** Opening Source material block **
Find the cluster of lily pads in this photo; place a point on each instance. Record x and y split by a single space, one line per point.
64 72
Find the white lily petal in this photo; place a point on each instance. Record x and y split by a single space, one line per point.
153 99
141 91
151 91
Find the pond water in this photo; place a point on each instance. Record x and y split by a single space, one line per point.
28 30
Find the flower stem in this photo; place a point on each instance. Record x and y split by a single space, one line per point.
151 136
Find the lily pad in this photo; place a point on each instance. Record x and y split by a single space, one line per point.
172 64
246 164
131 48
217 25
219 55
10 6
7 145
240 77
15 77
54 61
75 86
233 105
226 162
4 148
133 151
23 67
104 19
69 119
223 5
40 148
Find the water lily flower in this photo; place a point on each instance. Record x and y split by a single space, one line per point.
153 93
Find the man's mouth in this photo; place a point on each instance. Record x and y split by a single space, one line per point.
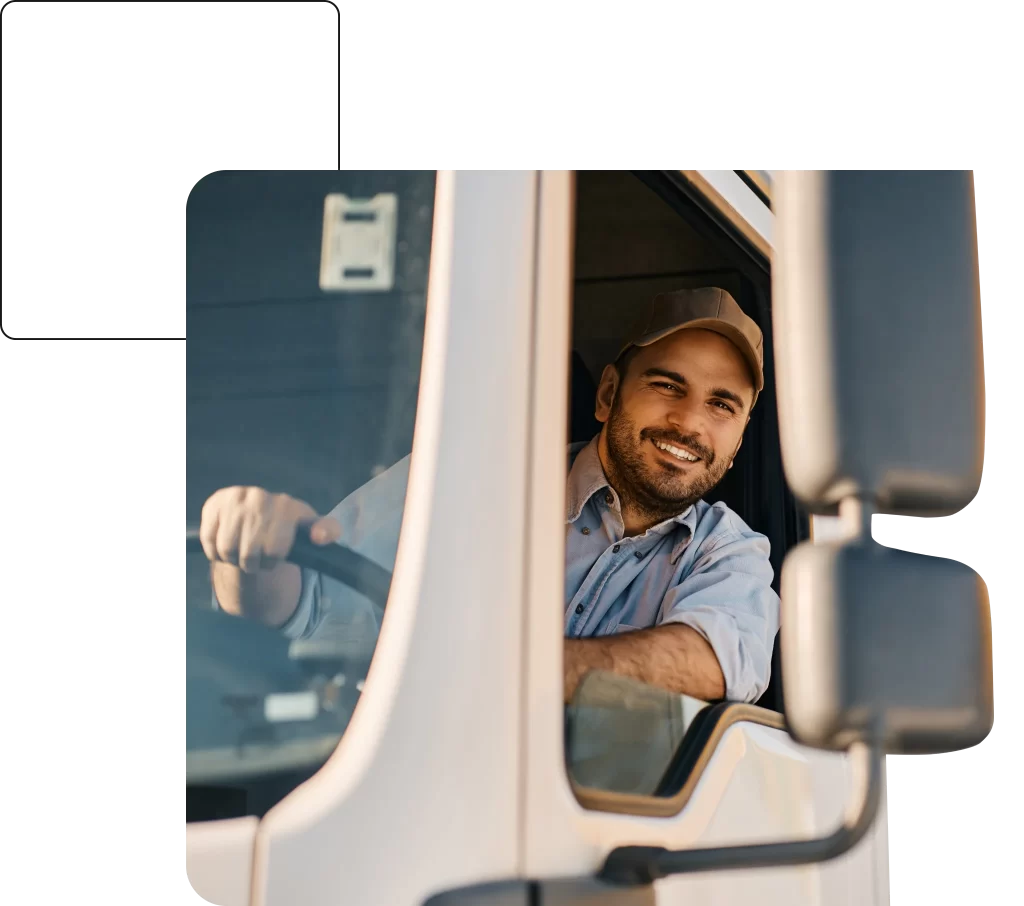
** Closing Source material block **
What is needed is an exact restatement of every line from the one containing "Find the water" through the last line of the records, pictures left out.

Find the water lily flower in this photo; place a point on each instance. Record x and y split by a single space, one line per point.
153 93
Find the man's mouth in this photo; place a point on each instance. Record x and y split by a single space, one line per point.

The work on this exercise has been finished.